> _Extracted entries_

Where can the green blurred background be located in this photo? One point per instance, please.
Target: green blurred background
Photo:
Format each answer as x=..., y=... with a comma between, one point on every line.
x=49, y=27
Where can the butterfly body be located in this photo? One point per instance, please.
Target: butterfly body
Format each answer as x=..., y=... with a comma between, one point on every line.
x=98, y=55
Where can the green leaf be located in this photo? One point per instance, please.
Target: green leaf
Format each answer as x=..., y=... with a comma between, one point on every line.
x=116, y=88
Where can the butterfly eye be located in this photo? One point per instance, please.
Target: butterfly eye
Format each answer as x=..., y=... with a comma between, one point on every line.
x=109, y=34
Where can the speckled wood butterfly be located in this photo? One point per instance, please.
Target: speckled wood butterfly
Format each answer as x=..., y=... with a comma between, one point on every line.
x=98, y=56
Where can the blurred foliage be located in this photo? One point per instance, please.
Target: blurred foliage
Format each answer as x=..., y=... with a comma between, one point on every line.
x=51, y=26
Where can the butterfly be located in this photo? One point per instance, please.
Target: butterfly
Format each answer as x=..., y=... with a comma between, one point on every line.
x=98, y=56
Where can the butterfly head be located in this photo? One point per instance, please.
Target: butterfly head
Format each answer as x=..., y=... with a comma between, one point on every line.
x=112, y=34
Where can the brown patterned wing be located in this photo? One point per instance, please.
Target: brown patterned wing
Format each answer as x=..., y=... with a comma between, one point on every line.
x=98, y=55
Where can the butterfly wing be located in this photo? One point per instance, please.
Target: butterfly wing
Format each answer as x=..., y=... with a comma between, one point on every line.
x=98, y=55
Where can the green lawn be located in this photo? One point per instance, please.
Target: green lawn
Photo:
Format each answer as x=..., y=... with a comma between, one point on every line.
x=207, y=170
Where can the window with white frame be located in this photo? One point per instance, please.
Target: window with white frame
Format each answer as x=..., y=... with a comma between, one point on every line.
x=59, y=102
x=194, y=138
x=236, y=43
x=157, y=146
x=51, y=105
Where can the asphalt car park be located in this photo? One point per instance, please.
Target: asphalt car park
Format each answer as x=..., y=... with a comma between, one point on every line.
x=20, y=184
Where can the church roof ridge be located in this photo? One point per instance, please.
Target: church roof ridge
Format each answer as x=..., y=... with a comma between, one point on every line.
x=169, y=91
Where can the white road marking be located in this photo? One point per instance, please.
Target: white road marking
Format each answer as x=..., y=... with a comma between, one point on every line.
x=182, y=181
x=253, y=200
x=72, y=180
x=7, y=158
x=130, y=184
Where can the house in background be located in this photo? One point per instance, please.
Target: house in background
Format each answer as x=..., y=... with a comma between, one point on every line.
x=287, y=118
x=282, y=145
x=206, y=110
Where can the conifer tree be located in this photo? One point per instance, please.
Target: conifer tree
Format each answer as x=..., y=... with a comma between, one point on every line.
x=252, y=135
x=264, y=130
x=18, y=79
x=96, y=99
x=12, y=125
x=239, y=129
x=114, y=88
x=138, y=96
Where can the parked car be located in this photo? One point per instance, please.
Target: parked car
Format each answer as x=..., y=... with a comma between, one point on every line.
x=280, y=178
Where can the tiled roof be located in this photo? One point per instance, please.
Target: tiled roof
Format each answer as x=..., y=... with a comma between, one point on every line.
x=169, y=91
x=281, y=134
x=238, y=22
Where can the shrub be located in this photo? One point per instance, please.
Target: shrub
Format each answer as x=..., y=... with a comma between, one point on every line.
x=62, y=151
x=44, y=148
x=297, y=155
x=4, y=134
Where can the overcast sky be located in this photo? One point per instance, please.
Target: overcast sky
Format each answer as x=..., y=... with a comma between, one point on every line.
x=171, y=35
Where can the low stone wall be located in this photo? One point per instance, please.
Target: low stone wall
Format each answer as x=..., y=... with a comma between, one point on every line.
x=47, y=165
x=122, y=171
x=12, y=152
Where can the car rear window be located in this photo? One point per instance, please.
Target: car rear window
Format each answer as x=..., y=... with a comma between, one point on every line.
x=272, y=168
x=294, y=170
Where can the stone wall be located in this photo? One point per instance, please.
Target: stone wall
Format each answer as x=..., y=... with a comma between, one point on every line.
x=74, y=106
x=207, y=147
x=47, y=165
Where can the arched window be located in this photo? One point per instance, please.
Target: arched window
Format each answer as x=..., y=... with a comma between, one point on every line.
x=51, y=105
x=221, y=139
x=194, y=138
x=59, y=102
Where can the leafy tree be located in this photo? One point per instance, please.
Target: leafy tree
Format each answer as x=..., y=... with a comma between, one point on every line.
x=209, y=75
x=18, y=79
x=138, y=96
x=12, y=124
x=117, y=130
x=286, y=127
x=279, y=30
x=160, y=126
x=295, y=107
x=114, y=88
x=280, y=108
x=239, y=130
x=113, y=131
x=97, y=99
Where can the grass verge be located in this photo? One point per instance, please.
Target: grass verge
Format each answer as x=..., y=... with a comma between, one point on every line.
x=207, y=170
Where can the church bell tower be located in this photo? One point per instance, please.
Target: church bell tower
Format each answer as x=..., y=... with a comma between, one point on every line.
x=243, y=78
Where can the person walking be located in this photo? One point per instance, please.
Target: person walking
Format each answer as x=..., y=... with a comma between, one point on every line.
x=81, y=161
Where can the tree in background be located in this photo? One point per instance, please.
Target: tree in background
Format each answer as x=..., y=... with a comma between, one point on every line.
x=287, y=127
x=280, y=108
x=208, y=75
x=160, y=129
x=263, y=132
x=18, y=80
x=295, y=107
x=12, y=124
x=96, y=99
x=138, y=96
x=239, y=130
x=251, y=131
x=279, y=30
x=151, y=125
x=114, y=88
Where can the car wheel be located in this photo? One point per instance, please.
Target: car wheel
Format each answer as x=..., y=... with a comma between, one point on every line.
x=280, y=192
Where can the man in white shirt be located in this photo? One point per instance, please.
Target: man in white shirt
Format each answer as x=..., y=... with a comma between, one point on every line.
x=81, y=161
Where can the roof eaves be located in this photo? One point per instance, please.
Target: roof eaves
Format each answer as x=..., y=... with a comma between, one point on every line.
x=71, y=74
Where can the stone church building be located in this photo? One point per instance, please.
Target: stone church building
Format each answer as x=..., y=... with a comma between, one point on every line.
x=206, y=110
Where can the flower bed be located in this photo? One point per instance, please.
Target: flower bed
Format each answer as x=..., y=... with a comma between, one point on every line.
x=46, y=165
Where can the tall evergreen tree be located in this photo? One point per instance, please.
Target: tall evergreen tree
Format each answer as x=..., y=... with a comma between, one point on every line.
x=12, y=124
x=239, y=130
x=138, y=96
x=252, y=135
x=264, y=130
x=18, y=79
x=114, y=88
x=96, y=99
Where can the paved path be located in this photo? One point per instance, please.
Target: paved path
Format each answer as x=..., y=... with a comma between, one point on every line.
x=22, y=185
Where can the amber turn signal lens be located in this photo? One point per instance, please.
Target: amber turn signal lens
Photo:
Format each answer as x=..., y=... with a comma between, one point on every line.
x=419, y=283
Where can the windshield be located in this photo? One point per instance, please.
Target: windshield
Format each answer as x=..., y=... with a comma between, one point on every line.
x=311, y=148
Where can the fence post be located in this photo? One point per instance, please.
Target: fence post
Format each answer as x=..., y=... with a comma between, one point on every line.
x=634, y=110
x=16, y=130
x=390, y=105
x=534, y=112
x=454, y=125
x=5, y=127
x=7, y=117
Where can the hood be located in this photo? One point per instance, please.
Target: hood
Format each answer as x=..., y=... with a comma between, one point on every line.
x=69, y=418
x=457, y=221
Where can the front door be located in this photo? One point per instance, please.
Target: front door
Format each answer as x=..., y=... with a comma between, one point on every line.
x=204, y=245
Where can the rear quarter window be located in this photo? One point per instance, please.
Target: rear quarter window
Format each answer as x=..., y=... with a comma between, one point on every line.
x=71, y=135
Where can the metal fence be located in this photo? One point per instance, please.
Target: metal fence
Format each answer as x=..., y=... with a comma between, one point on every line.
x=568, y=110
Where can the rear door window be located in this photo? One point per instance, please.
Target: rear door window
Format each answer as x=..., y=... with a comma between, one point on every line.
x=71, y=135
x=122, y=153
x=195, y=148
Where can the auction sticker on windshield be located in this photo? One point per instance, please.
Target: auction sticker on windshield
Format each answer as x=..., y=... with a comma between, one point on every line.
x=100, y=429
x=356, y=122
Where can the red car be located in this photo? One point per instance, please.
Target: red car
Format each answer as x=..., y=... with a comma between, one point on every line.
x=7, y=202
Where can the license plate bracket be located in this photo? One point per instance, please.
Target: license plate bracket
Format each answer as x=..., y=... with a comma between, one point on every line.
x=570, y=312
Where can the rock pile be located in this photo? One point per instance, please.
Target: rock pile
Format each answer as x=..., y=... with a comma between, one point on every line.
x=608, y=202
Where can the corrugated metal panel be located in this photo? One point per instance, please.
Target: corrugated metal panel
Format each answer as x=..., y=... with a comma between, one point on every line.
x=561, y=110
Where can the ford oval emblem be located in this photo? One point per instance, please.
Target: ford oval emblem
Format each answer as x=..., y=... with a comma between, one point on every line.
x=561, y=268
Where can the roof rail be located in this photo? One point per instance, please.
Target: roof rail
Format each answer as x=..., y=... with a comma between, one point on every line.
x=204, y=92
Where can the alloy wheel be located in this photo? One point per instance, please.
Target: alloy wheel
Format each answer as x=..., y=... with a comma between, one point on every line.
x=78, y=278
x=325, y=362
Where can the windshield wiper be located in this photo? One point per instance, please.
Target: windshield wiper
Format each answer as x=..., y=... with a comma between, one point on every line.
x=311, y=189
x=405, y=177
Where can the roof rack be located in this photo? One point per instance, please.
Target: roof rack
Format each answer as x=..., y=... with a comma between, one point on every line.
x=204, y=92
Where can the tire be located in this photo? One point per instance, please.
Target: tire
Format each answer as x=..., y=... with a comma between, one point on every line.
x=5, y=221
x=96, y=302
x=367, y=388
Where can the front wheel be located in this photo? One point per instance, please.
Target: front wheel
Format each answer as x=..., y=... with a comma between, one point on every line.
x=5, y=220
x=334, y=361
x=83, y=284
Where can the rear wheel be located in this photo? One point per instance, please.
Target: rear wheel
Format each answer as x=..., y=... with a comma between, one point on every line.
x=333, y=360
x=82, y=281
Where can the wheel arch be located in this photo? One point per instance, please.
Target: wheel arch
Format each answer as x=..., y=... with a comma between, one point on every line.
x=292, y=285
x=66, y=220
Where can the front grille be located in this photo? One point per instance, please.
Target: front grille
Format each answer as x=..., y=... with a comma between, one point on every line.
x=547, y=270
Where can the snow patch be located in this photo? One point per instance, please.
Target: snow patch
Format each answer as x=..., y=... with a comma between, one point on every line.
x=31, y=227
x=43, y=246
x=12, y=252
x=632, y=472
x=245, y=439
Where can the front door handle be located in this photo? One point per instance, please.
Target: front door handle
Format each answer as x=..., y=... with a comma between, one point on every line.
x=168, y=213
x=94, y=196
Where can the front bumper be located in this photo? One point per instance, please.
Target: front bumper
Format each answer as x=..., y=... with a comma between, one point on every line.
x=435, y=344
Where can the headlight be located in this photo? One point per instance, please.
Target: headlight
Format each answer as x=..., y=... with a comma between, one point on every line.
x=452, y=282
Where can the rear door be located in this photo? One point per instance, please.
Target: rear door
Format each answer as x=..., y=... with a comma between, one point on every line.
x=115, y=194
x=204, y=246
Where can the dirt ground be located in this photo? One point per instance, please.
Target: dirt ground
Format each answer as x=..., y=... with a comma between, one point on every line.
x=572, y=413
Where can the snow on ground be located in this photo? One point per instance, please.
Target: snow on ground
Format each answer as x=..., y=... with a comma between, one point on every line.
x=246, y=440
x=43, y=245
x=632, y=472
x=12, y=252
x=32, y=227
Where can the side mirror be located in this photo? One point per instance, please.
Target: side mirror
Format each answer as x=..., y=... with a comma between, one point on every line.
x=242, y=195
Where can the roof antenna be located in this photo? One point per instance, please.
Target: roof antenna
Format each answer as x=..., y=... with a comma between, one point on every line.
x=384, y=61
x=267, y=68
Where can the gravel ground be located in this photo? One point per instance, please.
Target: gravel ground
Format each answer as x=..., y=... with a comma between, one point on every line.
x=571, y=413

> _Task to complete_
Please copy out the items word for word, starting with the first line and going on through the line with "x=109, y=34".

> _Output below_
Where can the green blurred background be located in this photo? One point per instance, please.
Target: green blurred background
Photo:
Format each answer as x=..., y=... with a comma between, one point on every line.
x=49, y=27
Where can the butterfly body be located in this photo? One point per instance, please.
Target: butterfly body
Format each answer as x=..., y=... with a comma between, one point on every line.
x=98, y=55
Where can the green leaf be located in this photo? One point per instance, please.
Target: green leaf
Format each answer as x=..., y=... with a comma between, one point on every line.
x=116, y=88
Where can the butterfly eye be located in this photo? One point per instance, please.
Target: butterfly eye
Format each answer as x=..., y=... with a comma between, one point on every line.
x=109, y=34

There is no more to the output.